## Source document
(JTA) — Synagogues and others houses of worship in New York cannot have state-imposed capacity limits lower than other gathering places, under the terms of an injunction issued Friday by a federal judge.
They also cannot have limits imposed on the size of their outdoor gatherings, as long as distancing practices are in place, ruled Judge Gary Sharpe, of the United States District Court in Albany.
Sharpe issued a preliminary injunction in response to a lawsuit filed earlier this month by three Orthodox Jews from Brooklyn and two Catholic priests against the city’s and state’s rules for houses of worship during the coronavirus pandemic.
The lawsuit charged that the state and city had unfairly penalized houses of worship in holding them to lower attendance caps than other indoor gatherings. Indoor religious gatherings are currently limited to 25% capacity under New York state’s reopening rules, while retail stores and industry are limited to 50% capacity. (People tend to spend more time in worship services, increasing their potential virus exposure. Multiple outbreaks can be traced to attendance at prayer services.)

Natural-language object grounding data:
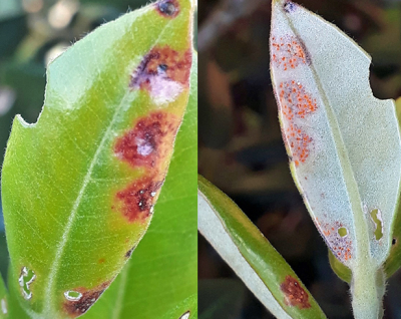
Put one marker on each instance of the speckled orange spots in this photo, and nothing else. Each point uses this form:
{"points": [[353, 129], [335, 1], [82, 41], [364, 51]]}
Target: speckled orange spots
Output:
{"points": [[295, 295], [150, 141], [89, 296], [287, 53], [136, 201], [341, 246], [295, 101], [299, 143], [296, 104]]}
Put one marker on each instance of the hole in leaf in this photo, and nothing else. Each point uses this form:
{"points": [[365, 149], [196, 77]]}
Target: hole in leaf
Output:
{"points": [[4, 306], [289, 6], [185, 315], [376, 216], [72, 295], [26, 278], [342, 231]]}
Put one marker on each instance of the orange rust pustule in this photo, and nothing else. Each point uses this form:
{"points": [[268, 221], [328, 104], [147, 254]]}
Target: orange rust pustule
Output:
{"points": [[295, 295], [164, 62], [89, 297], [288, 52], [137, 200], [150, 141]]}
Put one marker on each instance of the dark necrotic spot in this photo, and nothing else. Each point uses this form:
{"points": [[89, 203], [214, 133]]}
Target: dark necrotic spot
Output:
{"points": [[77, 308], [136, 201], [168, 8], [162, 61], [149, 142], [289, 6]]}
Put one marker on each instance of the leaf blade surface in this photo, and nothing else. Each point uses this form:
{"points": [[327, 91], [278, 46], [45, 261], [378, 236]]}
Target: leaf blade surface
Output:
{"points": [[78, 187]]}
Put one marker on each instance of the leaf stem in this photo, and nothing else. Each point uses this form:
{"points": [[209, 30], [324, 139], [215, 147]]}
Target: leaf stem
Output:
{"points": [[367, 290]]}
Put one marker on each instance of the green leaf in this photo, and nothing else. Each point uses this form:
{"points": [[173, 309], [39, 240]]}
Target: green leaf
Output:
{"points": [[162, 271], [79, 186], [255, 261], [4, 300], [344, 144]]}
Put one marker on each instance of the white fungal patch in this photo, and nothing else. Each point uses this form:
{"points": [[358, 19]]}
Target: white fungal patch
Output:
{"points": [[377, 219], [26, 278], [4, 306], [164, 90], [185, 315], [72, 295]]}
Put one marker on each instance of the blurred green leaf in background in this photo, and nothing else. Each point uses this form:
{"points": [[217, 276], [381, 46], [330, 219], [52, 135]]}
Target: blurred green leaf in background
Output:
{"points": [[161, 280]]}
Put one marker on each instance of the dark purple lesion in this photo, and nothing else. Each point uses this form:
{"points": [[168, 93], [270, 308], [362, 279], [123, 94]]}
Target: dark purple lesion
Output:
{"points": [[129, 252], [289, 6], [168, 8], [137, 200]]}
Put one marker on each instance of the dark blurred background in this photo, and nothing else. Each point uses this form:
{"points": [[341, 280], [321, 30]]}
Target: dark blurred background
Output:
{"points": [[241, 149], [32, 32]]}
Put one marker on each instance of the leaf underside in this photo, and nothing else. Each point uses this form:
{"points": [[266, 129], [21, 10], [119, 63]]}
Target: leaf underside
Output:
{"points": [[343, 143]]}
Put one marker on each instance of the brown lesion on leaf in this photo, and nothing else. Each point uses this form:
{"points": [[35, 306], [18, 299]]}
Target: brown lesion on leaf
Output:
{"points": [[168, 8], [129, 252], [88, 298], [150, 141], [149, 146], [164, 73], [136, 201], [295, 295]]}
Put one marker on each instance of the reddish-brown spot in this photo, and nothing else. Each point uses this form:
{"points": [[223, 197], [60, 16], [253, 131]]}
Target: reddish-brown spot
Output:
{"points": [[89, 296], [295, 295], [168, 8], [288, 52], [137, 200], [162, 62], [299, 143], [150, 141], [295, 101]]}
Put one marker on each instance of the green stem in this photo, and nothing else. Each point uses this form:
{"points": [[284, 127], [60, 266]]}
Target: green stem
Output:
{"points": [[367, 288]]}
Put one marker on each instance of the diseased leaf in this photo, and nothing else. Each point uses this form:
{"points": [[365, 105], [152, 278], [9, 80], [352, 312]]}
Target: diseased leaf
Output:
{"points": [[344, 144], [79, 186], [162, 271], [240, 243]]}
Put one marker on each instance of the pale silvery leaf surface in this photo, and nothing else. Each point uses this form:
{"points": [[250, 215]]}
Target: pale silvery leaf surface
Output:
{"points": [[343, 143]]}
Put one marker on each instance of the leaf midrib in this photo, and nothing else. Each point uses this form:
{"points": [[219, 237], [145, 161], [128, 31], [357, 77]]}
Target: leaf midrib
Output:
{"points": [[48, 309], [361, 231]]}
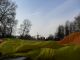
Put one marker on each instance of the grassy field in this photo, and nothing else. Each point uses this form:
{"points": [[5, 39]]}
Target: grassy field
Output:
{"points": [[39, 50]]}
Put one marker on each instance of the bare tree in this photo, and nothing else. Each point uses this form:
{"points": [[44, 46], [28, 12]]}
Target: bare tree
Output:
{"points": [[25, 27], [7, 16]]}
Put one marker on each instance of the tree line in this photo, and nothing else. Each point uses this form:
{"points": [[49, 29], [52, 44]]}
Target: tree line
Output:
{"points": [[8, 24]]}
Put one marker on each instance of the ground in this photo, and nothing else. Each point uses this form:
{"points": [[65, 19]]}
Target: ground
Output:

## Using the information
- 1) Answer these questions using the article on the New York worship injunction.
(a) In which court does Judge Gary Sharpe sit?
(b) Who filed the lawsuit that prompted the injunction?
(c) What capacity limit currently applies to indoor religious gatherings under New York state's reopening rules?
- 2) List every number and percentage in the article on the New York worship injunction, stating what each one counts or measures.

## Results
- 1)
(a) The United States District Court in Albany.
(b) Three Orthodox Jews from Brooklyn and two Catholic priests.
(c) 25% capacity.

- 2)
- Three: the Orthodox Jews from Brooklyn who filed the lawsuit
- Two: the Catholic priests who filed the lawsuit
- 25%: the current capacity limit for indoor religious gatherings under New York state's reopening rules
- 50%: the capacity limit for retail stores and industry